__SUPPLIED RECORDS__.
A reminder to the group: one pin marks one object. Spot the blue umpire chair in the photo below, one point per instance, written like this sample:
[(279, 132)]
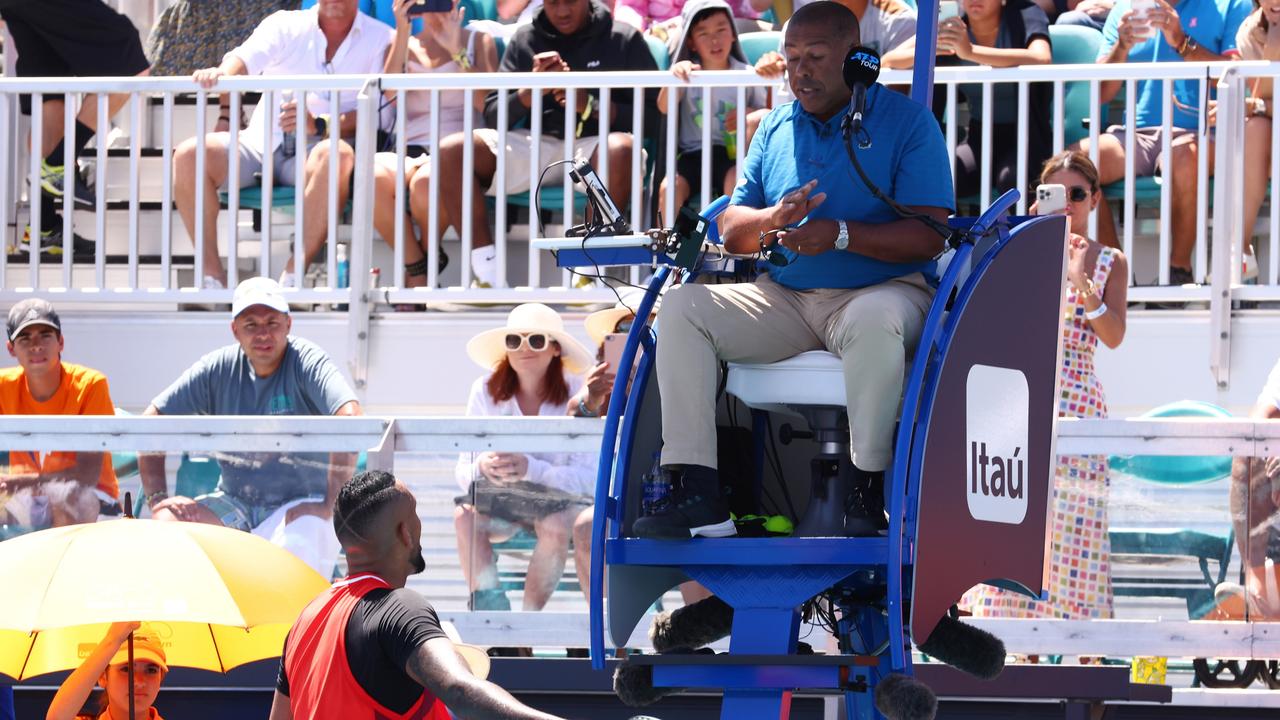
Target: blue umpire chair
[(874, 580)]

* * *

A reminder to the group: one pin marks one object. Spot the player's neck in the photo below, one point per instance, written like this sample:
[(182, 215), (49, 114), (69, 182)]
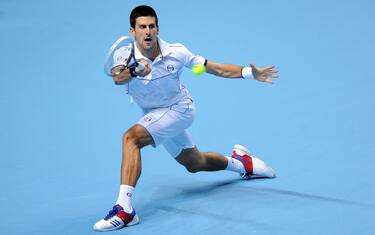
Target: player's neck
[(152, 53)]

---

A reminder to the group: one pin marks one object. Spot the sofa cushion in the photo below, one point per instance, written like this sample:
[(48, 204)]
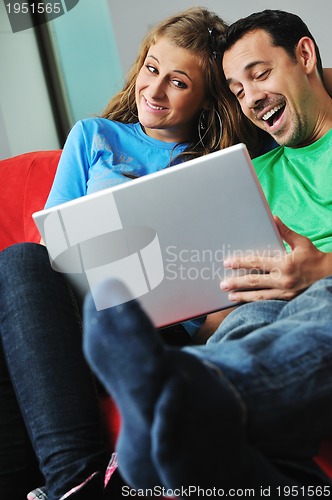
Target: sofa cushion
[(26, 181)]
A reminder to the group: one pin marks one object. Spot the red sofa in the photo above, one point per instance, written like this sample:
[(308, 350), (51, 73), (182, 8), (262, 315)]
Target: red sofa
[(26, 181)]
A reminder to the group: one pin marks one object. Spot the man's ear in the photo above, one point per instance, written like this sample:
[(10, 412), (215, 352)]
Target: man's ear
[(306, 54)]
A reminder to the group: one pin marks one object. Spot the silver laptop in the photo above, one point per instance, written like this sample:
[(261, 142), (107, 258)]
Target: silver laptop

__TASK DIRECTIONS__. Could you set down, exactly as written, the lines above between the one holding "Spot the red" and the one holding "Target: silver laptop", inclusive, and nothing more?

__THE ANSWER__.
A reminder to the group: one pin marks one object. Spot the red sofa in the photo above, one point per instance, written like this sample:
[(308, 350), (51, 73), (182, 8), (262, 315)]
Target: red sofa
[(26, 181)]
A reminder to the group: one pin marks one object. Spot the man's ear in the photo above, one point per instance, written like this sample:
[(10, 412), (215, 352)]
Target: man's ear
[(306, 54)]
A reminder to the group: one pin marks one object. Spot the silver laptop in the photo above, one point per instance, written like this sample:
[(261, 142), (107, 258)]
Target: silver laptop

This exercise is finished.